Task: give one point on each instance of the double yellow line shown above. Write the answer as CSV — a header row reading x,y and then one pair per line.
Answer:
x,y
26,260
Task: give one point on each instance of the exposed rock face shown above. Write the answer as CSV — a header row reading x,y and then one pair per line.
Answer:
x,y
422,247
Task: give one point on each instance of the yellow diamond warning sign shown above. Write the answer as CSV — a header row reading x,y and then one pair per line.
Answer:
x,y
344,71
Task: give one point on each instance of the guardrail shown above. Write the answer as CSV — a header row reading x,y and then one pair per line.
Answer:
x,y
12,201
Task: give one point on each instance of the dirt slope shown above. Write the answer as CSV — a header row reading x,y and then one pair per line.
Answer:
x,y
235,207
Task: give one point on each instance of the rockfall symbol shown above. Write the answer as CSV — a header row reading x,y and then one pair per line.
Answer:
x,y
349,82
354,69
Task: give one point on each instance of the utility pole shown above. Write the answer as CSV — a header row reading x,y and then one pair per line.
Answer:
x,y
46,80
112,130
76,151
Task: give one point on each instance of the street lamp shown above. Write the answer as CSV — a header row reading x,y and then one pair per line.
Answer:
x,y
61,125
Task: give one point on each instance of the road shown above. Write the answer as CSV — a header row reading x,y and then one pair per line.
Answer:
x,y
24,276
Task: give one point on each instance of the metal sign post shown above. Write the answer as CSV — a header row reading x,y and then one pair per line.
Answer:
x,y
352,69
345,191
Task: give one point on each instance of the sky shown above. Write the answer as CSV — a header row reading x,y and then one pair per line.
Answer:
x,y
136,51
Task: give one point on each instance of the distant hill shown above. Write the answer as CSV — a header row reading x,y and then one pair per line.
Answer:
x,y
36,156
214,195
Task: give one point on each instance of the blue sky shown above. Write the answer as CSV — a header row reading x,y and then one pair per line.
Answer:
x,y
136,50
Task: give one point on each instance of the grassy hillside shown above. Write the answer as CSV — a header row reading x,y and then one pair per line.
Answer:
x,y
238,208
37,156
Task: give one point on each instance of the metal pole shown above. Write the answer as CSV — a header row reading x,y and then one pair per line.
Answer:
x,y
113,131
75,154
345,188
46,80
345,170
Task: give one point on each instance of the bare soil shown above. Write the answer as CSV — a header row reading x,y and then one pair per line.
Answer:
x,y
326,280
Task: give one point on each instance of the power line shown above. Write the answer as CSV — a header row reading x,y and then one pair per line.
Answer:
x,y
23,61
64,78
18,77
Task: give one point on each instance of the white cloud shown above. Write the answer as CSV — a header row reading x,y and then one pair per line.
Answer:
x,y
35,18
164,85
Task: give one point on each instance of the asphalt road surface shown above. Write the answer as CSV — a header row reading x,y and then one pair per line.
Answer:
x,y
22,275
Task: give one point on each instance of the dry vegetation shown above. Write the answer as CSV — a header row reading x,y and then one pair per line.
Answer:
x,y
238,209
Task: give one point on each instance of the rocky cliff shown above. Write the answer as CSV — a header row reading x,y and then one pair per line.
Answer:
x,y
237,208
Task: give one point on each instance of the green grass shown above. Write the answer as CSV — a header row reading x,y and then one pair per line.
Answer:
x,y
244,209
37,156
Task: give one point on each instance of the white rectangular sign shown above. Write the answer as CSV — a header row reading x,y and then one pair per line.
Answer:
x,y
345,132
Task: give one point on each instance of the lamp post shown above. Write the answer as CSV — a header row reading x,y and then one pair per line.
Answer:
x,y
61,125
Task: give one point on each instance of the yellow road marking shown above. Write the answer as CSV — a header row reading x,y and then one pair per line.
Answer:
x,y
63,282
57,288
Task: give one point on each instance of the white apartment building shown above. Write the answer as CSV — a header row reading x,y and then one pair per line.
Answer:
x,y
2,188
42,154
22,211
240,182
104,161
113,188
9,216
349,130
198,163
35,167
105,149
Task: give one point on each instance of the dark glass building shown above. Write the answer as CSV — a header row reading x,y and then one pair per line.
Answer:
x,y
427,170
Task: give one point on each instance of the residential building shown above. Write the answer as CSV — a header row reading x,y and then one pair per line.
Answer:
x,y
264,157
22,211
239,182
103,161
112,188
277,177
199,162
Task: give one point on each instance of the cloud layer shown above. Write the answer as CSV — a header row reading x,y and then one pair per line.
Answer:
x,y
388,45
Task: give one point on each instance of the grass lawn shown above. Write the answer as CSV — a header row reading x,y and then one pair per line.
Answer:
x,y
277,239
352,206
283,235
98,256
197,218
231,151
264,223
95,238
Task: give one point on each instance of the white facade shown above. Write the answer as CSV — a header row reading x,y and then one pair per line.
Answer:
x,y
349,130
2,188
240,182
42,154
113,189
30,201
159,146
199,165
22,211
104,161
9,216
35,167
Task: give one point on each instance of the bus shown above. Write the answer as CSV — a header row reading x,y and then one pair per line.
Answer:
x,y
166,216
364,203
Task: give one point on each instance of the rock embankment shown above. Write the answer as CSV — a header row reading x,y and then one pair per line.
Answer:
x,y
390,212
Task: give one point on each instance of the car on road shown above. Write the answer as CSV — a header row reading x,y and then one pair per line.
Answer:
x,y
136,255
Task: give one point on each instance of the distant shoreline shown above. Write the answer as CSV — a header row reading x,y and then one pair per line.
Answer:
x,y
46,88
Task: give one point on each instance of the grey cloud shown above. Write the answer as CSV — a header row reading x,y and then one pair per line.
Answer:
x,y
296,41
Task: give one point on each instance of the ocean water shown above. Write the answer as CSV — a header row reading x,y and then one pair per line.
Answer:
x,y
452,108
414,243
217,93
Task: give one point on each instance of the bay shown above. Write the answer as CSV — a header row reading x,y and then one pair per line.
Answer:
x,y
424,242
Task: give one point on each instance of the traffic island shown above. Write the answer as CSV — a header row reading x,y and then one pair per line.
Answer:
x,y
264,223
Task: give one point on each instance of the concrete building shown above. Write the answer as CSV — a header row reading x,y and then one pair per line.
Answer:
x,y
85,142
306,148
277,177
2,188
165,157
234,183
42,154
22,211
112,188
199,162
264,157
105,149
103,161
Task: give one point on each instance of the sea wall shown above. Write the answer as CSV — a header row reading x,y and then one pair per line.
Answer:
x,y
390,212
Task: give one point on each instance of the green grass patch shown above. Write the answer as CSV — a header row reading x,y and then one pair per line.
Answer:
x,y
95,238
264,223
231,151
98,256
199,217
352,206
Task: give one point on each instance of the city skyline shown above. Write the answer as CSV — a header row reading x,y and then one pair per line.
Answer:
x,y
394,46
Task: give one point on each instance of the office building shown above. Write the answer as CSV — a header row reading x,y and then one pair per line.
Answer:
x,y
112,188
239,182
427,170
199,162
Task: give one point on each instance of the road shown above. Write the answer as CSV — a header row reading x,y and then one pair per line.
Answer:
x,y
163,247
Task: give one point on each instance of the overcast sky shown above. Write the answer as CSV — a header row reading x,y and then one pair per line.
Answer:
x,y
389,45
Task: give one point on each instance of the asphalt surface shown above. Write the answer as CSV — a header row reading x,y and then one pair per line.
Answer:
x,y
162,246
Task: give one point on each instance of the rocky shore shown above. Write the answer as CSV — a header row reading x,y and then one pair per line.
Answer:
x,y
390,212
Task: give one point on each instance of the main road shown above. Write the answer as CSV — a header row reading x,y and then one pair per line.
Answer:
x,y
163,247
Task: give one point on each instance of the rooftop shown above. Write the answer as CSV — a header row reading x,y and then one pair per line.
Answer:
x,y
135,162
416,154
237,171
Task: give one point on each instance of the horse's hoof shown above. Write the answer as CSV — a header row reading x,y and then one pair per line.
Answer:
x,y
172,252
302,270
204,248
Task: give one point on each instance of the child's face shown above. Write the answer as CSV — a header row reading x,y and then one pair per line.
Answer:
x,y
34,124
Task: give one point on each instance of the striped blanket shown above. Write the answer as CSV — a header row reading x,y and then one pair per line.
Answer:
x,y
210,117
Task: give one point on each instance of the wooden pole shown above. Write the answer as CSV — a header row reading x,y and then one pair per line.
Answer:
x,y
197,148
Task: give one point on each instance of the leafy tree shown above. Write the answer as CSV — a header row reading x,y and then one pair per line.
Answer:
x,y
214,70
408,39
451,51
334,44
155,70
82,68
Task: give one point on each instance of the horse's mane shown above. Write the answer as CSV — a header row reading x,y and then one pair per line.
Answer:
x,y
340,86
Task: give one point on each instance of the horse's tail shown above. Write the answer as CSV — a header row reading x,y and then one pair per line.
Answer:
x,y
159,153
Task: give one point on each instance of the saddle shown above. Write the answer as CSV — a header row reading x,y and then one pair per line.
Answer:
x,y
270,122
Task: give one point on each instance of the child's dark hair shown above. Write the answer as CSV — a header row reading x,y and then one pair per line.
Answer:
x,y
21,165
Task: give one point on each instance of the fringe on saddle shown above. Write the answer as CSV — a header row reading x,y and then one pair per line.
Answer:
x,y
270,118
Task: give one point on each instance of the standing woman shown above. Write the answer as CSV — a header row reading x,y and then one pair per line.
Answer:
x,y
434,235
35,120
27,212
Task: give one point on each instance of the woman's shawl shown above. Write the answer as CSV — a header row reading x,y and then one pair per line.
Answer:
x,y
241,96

■ ■ ■ ■

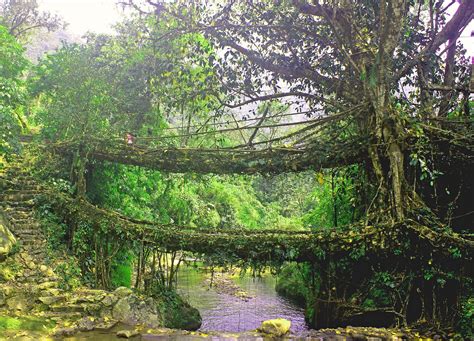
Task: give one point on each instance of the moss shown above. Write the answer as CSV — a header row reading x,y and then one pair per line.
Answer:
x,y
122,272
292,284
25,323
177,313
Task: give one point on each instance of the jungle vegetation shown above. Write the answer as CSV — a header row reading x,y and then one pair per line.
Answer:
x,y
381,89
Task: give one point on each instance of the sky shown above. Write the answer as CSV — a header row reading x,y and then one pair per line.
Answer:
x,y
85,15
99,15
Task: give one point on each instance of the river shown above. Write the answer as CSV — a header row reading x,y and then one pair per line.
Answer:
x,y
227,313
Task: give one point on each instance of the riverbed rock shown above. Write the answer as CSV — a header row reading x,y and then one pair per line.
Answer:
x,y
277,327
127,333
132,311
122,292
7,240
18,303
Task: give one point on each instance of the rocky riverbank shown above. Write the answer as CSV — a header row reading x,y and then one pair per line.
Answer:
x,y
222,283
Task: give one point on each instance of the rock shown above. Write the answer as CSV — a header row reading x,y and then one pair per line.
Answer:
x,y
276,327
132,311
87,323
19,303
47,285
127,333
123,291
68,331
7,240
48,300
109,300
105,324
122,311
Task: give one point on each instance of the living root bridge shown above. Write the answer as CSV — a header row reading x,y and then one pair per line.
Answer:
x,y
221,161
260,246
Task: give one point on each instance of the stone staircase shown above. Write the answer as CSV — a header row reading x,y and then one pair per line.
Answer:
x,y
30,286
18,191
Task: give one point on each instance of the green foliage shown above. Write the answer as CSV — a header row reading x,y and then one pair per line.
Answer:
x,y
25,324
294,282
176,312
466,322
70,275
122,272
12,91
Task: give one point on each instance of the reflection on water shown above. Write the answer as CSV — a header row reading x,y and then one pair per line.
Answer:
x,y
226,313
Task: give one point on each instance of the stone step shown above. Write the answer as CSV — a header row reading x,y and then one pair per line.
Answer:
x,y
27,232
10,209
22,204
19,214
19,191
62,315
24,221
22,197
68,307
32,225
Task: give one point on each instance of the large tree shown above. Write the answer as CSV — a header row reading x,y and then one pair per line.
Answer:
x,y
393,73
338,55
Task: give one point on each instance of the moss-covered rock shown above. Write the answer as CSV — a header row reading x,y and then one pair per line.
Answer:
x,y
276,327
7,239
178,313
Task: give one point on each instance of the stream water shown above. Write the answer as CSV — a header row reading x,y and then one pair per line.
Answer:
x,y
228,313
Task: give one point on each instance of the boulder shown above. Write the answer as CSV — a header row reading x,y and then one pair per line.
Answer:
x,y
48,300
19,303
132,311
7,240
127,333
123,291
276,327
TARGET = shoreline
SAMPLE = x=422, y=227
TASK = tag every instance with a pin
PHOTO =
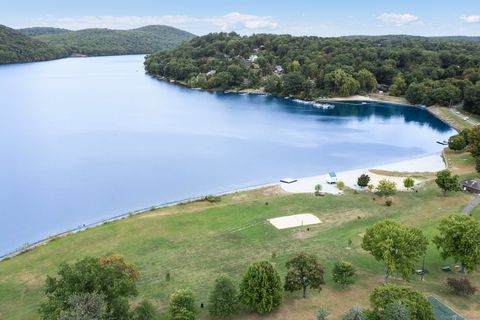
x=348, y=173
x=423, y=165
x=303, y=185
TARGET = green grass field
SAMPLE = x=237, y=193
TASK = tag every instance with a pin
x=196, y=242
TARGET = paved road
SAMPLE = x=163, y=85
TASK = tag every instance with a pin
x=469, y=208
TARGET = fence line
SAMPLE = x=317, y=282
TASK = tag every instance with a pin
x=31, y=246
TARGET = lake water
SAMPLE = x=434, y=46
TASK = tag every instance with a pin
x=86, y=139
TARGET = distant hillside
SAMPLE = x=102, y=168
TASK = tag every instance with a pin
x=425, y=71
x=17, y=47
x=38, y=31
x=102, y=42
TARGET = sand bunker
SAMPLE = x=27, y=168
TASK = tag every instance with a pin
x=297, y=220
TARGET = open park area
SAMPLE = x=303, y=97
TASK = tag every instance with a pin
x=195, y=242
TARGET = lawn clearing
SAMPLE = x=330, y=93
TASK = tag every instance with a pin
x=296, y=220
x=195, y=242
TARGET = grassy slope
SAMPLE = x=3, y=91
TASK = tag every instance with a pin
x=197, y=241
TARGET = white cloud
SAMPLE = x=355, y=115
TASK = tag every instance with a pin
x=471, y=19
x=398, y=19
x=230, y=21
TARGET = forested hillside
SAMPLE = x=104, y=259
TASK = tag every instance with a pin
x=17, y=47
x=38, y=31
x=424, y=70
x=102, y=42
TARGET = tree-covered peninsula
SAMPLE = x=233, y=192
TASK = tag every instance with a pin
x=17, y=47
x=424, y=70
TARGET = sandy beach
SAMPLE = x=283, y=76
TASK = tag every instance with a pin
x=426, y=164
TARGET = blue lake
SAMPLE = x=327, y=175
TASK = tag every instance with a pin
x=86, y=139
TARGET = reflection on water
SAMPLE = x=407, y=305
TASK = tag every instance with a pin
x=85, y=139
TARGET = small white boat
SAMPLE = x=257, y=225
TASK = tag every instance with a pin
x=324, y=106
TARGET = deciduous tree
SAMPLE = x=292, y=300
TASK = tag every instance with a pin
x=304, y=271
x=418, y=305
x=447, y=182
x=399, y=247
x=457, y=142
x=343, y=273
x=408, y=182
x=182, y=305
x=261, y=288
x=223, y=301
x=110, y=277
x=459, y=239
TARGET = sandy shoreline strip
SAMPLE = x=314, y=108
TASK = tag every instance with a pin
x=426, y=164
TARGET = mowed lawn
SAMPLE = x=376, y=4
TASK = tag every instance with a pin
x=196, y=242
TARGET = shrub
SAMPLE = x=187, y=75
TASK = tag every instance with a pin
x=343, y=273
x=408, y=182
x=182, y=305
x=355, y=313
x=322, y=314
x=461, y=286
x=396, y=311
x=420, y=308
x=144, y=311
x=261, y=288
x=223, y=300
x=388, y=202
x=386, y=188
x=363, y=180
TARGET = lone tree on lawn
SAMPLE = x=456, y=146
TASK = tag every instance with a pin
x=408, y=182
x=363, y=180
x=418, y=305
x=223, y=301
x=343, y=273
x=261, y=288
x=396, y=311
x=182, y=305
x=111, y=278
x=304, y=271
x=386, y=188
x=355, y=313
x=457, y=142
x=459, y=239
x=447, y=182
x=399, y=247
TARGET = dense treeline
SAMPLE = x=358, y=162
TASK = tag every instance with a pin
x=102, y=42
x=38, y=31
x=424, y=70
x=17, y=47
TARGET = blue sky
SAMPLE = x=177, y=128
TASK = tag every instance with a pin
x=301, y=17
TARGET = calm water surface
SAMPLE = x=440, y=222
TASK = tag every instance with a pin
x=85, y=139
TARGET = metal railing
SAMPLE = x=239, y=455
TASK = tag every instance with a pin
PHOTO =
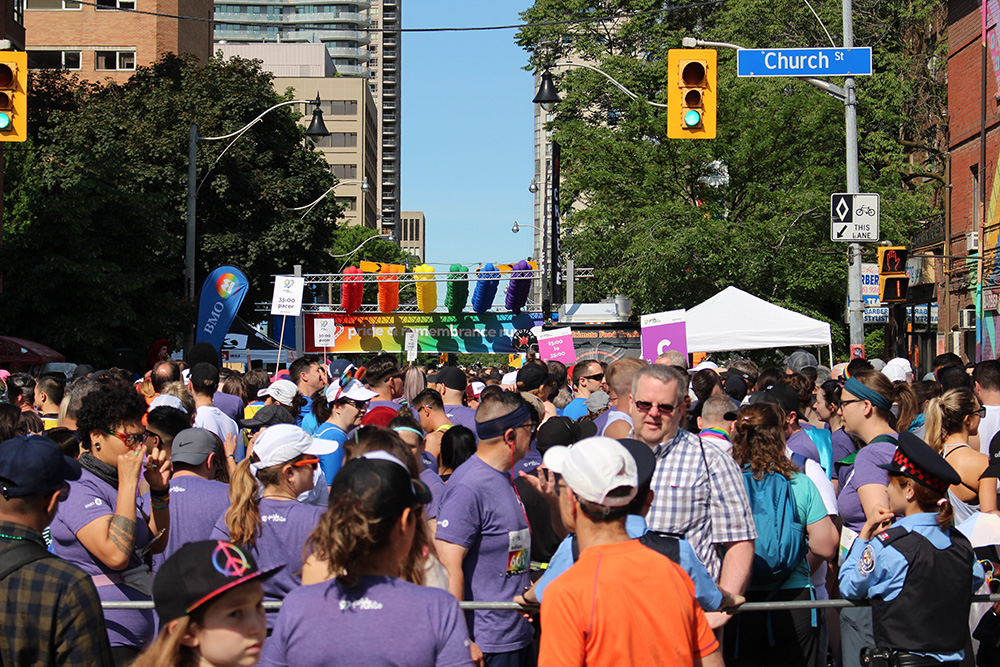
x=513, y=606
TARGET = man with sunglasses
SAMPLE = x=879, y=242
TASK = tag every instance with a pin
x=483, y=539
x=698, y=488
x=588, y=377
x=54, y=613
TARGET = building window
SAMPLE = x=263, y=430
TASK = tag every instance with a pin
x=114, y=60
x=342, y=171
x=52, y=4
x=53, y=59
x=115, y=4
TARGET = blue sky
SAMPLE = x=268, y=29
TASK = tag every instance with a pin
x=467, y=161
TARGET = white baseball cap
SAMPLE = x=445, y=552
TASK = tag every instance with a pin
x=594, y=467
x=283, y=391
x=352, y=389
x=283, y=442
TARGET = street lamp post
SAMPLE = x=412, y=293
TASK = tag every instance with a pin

■ ■ ■ ■

Goal: Copy the stretch of the listing from the line containing "TARGET = lake water" through the line containing "x=230, y=21", both included, keeping the requests. Scale every answer coordinate by 0.95, rounding to the nearest whole number with halves rounded up, and leave the requests and their sample coordinates unchanged.

Result of the task:
TARGET = lake water
SAMPLE = x=434, y=46
TASK = tag every instance with a pin
x=82, y=132
TARGET = distant hillside
SAMPLE = x=102, y=168
TASK = tag every instance with a pin
x=404, y=67
x=16, y=45
x=36, y=29
x=97, y=40
TARGET = sand bunker
SAMPLE = x=27, y=168
TASK = tag every instance with a pin
x=282, y=209
TARGET = open park area
SAMPLE = x=303, y=97
TASK = tag every instance with a pin
x=185, y=230
TARGET = lawn clearing
SAMPLE = x=330, y=93
TASK = tag every instance with a pin
x=281, y=209
x=185, y=230
TARGET = grassy slope
SAMPLE = x=3, y=91
TASK = tag every instance with a pin
x=187, y=229
TARGET = white cloud
SAMPLE = x=355, y=115
TASK = tag every instance with a pin
x=447, y=18
x=378, y=18
x=219, y=20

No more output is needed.